**PROVIDED PASSAGE:**
****

On 11 April 1919, the Kolchak government adopted Regulation no. 428, "About dangers to public order due to ties with the Bolshevik Revolt". The legislation was published in the Omsk newspaper Omsk Gazette (no. 188 of 19 July 1919). It provided a term of 5 years imprisonment for "individuals considered a threat to the public order because of their ties in any way with the Bolshevik revolt." In the case of unauthorized return from exile, there could be hard labour from 4 to 8 years. Articles 99–101 allowed the death penalty, forced labour and imprisonment, repression by military courts, and imposed no investigation commissions.[26]

Kolchak acknowledged all of Russia's debts, returned nationalized factories and plants to their owners, granted concessions to foreign investors, dispersed trade unions, persecuted Marxists, and disbanded the soviets. Kolchak's agrarian policy was directed toward restoring private land ownership. To this end former Tsarist laws concerning property were restored.

****

**EXTRACTED DATA:**
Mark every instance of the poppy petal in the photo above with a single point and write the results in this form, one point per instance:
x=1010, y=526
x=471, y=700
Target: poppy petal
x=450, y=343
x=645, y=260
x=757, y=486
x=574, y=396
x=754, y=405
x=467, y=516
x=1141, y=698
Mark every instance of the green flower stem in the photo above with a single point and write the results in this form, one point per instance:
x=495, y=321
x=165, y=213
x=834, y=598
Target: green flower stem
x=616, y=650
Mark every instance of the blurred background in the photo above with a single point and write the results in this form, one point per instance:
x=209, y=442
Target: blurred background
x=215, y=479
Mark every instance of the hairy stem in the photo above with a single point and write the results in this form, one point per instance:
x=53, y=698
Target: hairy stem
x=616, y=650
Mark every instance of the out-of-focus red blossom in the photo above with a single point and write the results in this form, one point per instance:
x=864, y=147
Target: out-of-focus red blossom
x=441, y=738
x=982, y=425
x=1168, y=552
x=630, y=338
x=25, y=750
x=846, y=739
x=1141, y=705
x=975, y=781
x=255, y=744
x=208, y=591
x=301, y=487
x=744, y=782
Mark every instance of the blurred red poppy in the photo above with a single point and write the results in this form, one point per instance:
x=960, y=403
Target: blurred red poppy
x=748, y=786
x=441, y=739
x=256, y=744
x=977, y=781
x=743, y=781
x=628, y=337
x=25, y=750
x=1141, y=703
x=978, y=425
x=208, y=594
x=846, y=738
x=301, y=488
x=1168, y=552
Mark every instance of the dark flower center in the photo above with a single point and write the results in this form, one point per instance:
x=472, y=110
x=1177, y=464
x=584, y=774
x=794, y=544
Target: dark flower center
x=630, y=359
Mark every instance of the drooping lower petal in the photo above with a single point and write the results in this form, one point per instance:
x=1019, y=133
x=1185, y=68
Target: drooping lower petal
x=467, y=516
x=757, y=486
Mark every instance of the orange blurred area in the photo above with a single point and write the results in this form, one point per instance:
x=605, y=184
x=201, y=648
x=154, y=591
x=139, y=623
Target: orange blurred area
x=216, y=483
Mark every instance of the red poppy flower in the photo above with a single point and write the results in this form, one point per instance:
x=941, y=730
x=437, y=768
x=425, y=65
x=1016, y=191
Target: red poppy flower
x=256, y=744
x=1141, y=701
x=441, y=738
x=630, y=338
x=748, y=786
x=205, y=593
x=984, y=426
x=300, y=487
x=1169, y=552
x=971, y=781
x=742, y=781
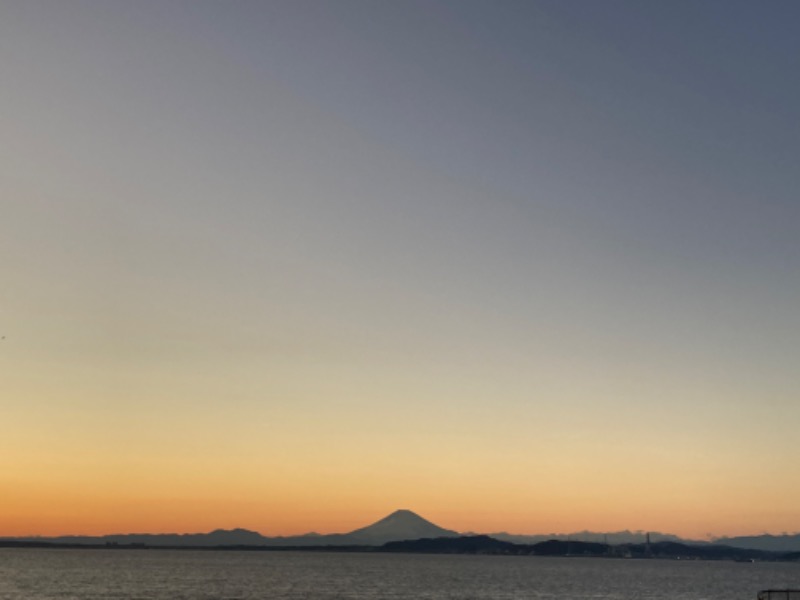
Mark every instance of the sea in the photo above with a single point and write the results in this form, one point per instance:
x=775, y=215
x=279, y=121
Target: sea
x=141, y=574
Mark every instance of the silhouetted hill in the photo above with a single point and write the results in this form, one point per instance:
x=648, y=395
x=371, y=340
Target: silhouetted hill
x=400, y=525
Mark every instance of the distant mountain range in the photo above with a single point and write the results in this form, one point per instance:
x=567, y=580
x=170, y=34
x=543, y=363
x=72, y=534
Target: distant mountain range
x=404, y=525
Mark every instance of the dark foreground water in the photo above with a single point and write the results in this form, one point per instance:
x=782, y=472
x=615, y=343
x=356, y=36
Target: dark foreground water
x=198, y=575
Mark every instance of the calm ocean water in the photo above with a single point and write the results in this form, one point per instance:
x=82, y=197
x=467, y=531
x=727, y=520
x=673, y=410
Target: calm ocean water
x=206, y=575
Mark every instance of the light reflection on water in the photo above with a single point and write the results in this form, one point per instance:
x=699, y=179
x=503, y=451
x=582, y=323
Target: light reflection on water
x=213, y=575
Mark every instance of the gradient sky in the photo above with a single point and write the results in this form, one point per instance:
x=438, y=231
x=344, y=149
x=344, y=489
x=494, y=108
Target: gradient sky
x=291, y=265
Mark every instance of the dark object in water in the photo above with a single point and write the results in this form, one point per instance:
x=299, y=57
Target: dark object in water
x=779, y=595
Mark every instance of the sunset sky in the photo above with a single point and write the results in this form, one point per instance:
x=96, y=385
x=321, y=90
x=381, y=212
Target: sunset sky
x=525, y=266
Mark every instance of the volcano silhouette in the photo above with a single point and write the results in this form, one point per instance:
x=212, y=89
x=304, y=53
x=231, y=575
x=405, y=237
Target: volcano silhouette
x=400, y=525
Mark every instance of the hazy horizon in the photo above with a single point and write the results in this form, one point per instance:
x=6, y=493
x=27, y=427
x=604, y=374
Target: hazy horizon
x=522, y=265
x=308, y=532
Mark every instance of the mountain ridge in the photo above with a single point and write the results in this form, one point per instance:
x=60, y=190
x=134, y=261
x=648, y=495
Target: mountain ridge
x=400, y=525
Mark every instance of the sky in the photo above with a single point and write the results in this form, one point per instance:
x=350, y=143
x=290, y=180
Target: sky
x=292, y=265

****

**LIST OF TASKS:**
a) Reproduce the part of the passage on the Kolchak government starting with "Kolchak acknowledged all" and going on through "property were restored.", word for word.
b) According to the passage on the Kolchak government, which newspaper published Regulation no. 428?

**TASK-BY-TASK ANSWERS:**
a)
Kolchak acknowledged all of Russia's debts, returned nationalized factories and plants to their owners, granted concessions to foreign investors, dispersed trade unions, persecuted Marxists, and disbanded the soviets. Kolchak's agrarian policy was directed toward restoring private land ownership. To this end former Tsarist laws concerning property were restored.

b) The Omsk Gazette, in no. 188 of 19 July 1919.